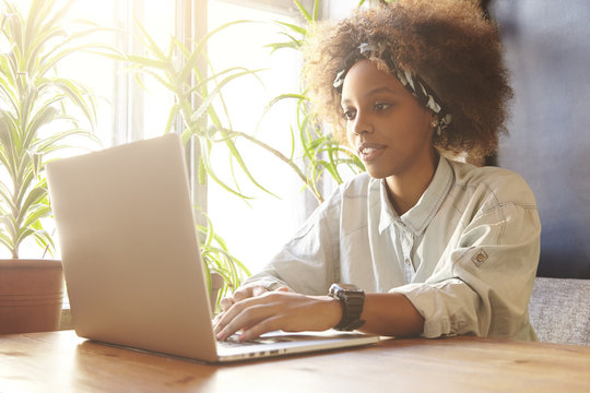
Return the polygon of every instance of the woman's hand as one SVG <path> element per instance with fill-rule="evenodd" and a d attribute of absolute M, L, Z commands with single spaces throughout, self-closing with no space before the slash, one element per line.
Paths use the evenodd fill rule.
<path fill-rule="evenodd" d="M 225 340 L 240 330 L 240 341 L 275 330 L 324 331 L 335 326 L 342 318 L 340 302 L 330 296 L 305 296 L 287 288 L 258 293 L 258 296 L 255 291 L 251 289 L 252 296 L 245 296 L 243 300 L 235 299 L 237 293 L 234 294 L 234 300 L 226 301 L 225 307 L 229 307 L 225 309 L 222 301 L 224 312 L 214 321 L 217 340 Z"/>

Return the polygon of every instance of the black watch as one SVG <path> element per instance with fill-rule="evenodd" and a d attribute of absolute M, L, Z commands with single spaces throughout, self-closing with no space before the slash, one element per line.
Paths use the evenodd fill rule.
<path fill-rule="evenodd" d="M 361 319 L 365 305 L 365 293 L 353 284 L 332 284 L 330 296 L 340 300 L 342 320 L 334 326 L 340 331 L 353 331 L 361 327 L 365 321 Z"/>

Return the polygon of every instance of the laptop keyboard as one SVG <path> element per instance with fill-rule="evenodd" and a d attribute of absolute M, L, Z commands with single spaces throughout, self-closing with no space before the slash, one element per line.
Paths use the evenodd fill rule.
<path fill-rule="evenodd" d="M 260 338 L 251 340 L 251 341 L 239 341 L 237 334 L 231 335 L 225 341 L 217 341 L 217 346 L 221 346 L 223 348 L 235 348 L 235 347 L 262 345 L 262 344 L 264 344 L 264 342 L 262 342 Z"/>

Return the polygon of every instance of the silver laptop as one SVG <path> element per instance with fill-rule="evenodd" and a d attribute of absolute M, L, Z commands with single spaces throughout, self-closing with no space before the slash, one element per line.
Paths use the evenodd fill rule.
<path fill-rule="evenodd" d="M 78 335 L 212 362 L 379 340 L 278 332 L 216 342 L 178 135 L 56 160 L 47 174 Z"/>

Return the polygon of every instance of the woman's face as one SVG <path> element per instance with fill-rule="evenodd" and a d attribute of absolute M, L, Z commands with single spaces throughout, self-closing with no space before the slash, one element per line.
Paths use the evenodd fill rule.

◆ Task
Could you print all of the lines above word for word, omitting any picture?

◆ Completed task
Return the polygon of every instance of the woman's hand as one SVG <path> element per instance with fill-rule="evenodd" and a d attribute of absolute M, L, Z commands with single spaces throughout, self-closing with no space before the slash, one element per line.
Paths use the evenodd fill rule.
<path fill-rule="evenodd" d="M 225 340 L 240 330 L 240 341 L 275 330 L 324 331 L 335 326 L 342 318 L 340 302 L 330 296 L 305 296 L 287 288 L 258 293 L 258 296 L 255 291 L 251 289 L 252 296 L 245 296 L 243 300 L 235 299 L 237 293 L 234 294 L 234 300 L 226 301 L 225 307 L 229 307 L 225 309 L 222 301 L 224 312 L 214 321 L 217 340 Z"/>

Return the polygon of every instance of the black watch as one SVG <path> element per instance with fill-rule="evenodd" and a d attribute of absolute M, L, Z commands with single spaces throughout, self-closing with no space before the slash, one element per line.
Paths use the evenodd fill rule.
<path fill-rule="evenodd" d="M 361 319 L 365 305 L 365 293 L 353 284 L 332 284 L 330 296 L 340 300 L 342 320 L 334 326 L 340 331 L 353 331 L 361 327 L 365 321 Z"/>

Return the polygon of every instance of the laptop keyboard as one SVG <path> element per instance with fill-rule="evenodd" and a d attribute of absolute M, L, Z commands with single spaces throughout, self-closing with no space before the slash, one element per line.
Paths use the evenodd fill rule.
<path fill-rule="evenodd" d="M 260 338 L 251 340 L 251 341 L 239 341 L 237 334 L 231 335 L 225 341 L 217 341 L 217 346 L 221 346 L 223 348 L 235 348 L 235 347 L 262 345 L 262 344 L 264 344 L 264 342 L 262 342 Z"/>

Return the polygon of every instance of the silver laptop as one SVG <path> element per instance with fill-rule="evenodd" and a d attribute of absolute M, L, Z commands with single spaces throughout, self-closing with no space before the slash, one element per line.
Paths use the evenodd fill rule.
<path fill-rule="evenodd" d="M 78 335 L 212 362 L 379 340 L 278 332 L 216 342 L 178 135 L 56 160 L 47 174 Z"/>

Return the polygon of every instance of the woman's face as one SVG <path> element per instance with fill-rule="evenodd" and a d attribute of absolute M, L, Z commands with single spaces throughout, self-closing with no space before the slash, one element per line.
Paths use the evenodd fill rule.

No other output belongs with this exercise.